◆ DATA SUPPLIED:
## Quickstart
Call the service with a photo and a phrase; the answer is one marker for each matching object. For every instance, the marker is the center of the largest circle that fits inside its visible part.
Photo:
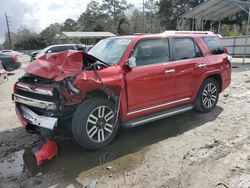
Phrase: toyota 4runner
(122, 81)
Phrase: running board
(156, 116)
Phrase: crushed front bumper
(34, 103)
(27, 115)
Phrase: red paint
(141, 87)
(47, 152)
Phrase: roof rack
(170, 32)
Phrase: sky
(38, 14)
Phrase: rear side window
(186, 48)
(151, 51)
(213, 43)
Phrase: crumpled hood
(57, 66)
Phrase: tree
(115, 8)
(94, 19)
(170, 10)
(69, 25)
(137, 21)
(49, 33)
(124, 26)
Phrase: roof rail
(170, 32)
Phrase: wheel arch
(217, 76)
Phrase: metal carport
(217, 10)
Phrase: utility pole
(8, 27)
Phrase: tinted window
(214, 45)
(151, 51)
(185, 48)
(110, 50)
(60, 49)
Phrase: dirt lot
(187, 150)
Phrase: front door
(152, 81)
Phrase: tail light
(14, 58)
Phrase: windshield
(110, 50)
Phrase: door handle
(202, 65)
(169, 71)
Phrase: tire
(207, 96)
(93, 123)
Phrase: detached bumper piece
(47, 152)
(34, 119)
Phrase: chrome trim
(158, 106)
(36, 90)
(40, 121)
(161, 116)
(169, 71)
(34, 102)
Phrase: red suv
(122, 81)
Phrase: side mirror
(131, 62)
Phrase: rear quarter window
(186, 48)
(214, 44)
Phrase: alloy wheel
(209, 95)
(100, 124)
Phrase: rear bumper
(27, 116)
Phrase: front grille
(36, 96)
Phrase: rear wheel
(93, 123)
(208, 96)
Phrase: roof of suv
(172, 33)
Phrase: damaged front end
(46, 95)
(54, 86)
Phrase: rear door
(190, 65)
(152, 81)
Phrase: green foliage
(49, 33)
(69, 25)
(113, 16)
(124, 27)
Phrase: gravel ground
(187, 150)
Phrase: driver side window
(151, 51)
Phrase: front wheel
(207, 96)
(93, 123)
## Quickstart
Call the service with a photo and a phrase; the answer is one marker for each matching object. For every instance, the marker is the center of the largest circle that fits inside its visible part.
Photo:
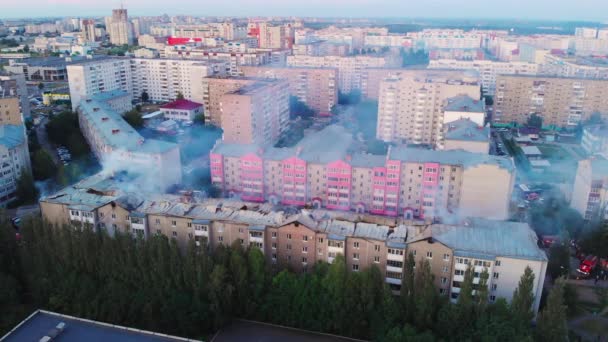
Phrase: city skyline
(581, 10)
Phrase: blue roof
(12, 136)
(41, 323)
(487, 239)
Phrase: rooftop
(43, 323)
(12, 136)
(467, 130)
(464, 103)
(182, 104)
(487, 239)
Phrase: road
(44, 140)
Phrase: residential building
(316, 87)
(300, 239)
(488, 70)
(560, 101)
(350, 69)
(91, 77)
(595, 140)
(257, 113)
(590, 191)
(411, 105)
(14, 85)
(501, 249)
(120, 148)
(119, 28)
(325, 170)
(182, 110)
(465, 134)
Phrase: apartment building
(13, 85)
(325, 170)
(411, 105)
(257, 113)
(92, 77)
(595, 140)
(317, 87)
(580, 67)
(301, 239)
(350, 69)
(120, 148)
(502, 249)
(560, 101)
(488, 70)
(119, 28)
(164, 79)
(590, 191)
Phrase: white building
(488, 70)
(182, 110)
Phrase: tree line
(151, 284)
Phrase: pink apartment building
(326, 170)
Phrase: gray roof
(466, 130)
(115, 131)
(482, 238)
(12, 136)
(463, 103)
(41, 323)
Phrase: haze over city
(484, 9)
(304, 170)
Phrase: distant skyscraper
(119, 27)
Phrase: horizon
(562, 11)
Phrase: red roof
(182, 104)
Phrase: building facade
(324, 170)
(560, 101)
(316, 87)
(411, 105)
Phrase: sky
(596, 10)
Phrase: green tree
(523, 299)
(552, 324)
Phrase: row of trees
(151, 284)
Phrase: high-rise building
(560, 101)
(120, 28)
(590, 192)
(326, 170)
(411, 105)
(257, 113)
(316, 87)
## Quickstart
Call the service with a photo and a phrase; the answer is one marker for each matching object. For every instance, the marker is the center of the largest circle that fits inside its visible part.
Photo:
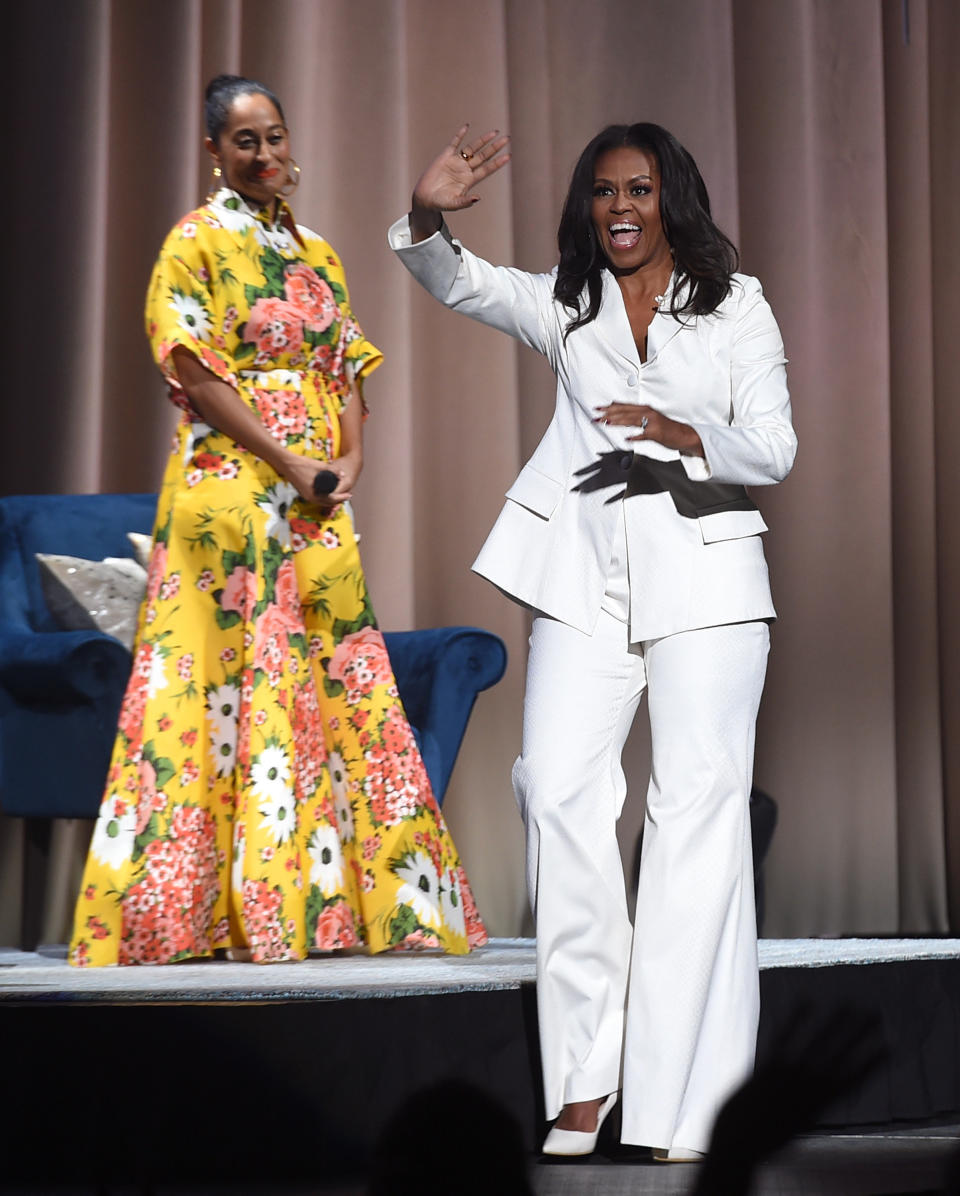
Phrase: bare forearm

◆ DIRECTIVE: Take the listing above and print it exactly, apart from the pictures.

◆ FINISHED EXERCISE:
## Quickstart
Call the service with a photo and a phrase; the answer is one marker for each matching object. For every instance, the marker is the center of the largest circle that fits inside its visible part.
Photo:
Phrase: toyota 4runner
(122, 81)
Phrase: running board
(156, 116)
Phrase: crushed front bumper
(34, 103)
(27, 115)
Phrase: red paint
(141, 87)
(47, 152)
Phrase: roof rack
(170, 32)
Phrase: sky
(38, 14)
Phrase: rear side window
(186, 48)
(151, 51)
(213, 43)
Phrase: crumpled hood
(57, 66)
Phrase: tree
(115, 8)
(94, 19)
(170, 10)
(69, 25)
(137, 21)
(49, 33)
(124, 26)
Phrase: roof rail
(170, 32)
Phrase: wheel arch
(217, 76)
Phrase: metal carport
(217, 10)
Phrase: utility pole
(8, 27)
Phrase: tinted window
(214, 45)
(151, 51)
(185, 48)
(110, 50)
(60, 49)
Phrase: dirt lot
(187, 150)
Phrase: front door
(152, 81)
Phrase: tail light
(14, 58)
Phrase: windshield
(110, 50)
Phrase: door handle
(202, 65)
(169, 71)
Phrase: tire
(207, 96)
(93, 123)
Phrase: detached bumper piece
(47, 152)
(34, 119)
Phrase: chrome trim
(158, 106)
(36, 90)
(40, 121)
(161, 116)
(169, 71)
(34, 102)
Phrase: red suv
(122, 81)
Phrase: side mirror
(131, 62)
Phrase: rear quarter window
(186, 48)
(214, 44)
Phrase: alloy wheel
(209, 95)
(100, 124)
Phrase: rear bumper
(27, 116)
Phrase: front grille
(36, 96)
Phrase: rear wheel
(93, 123)
(208, 96)
Phrase: roof of suv
(172, 33)
Phrase: damaged front end
(46, 95)
(54, 86)
Phrase: rear door
(190, 65)
(152, 81)
Phrase: green foliage
(49, 33)
(69, 25)
(113, 16)
(124, 27)
Phrase: gravel ground
(187, 150)
Phrase: driver side window
(151, 51)
Phrase: front wheel
(207, 96)
(93, 123)
## Quickstart
Call the service with a photo and a phrase; the answer is one marker for each matching object. For every instance, the marker is the center of the largest circle that fits inside its visible part.
Photo:
Phrase: city skyline
(581, 10)
Phrase: blue roof
(12, 136)
(41, 323)
(487, 239)
Phrase: rooftop
(43, 323)
(12, 136)
(467, 130)
(464, 103)
(182, 104)
(487, 239)
Phrase: road
(44, 140)
Phrase: residential building
(316, 87)
(300, 239)
(488, 70)
(560, 101)
(350, 69)
(91, 77)
(595, 140)
(257, 113)
(590, 191)
(411, 105)
(14, 85)
(501, 249)
(120, 148)
(119, 28)
(325, 170)
(182, 110)
(465, 134)
Phrase: apartment building
(13, 85)
(325, 170)
(411, 105)
(257, 113)
(92, 77)
(595, 140)
(317, 87)
(580, 67)
(301, 239)
(350, 69)
(120, 148)
(502, 249)
(560, 101)
(488, 70)
(119, 28)
(164, 79)
(590, 191)
Phrase: white building
(488, 70)
(182, 110)
Phrase: tree line
(151, 284)
Phrase: pink apartment building
(326, 170)
Phrase: gray roof
(466, 130)
(115, 131)
(482, 238)
(12, 136)
(463, 103)
(41, 323)
Phrase: haze over city
(484, 9)
(304, 170)
Phrase: distant skyscraper
(119, 27)
Phrase: horizon
(562, 11)
Phrase: red roof
(182, 104)
Phrase: building facade
(324, 170)
(560, 101)
(316, 87)
(411, 105)
Phrase: sky
(596, 10)
Phrase: green tree
(523, 299)
(552, 324)
Phrase: row of trees
(151, 284)
Phrase: high-rise building
(560, 101)
(120, 28)
(590, 192)
(326, 170)
(411, 105)
(257, 113)
(316, 87)
## Quickstart
Call the service with a photo and a phrase; the answer is one marker for each matching object. For every instance, the marker is the center of the largest circle that fits inside its visible part.
Photo:
Phrase: bare forearm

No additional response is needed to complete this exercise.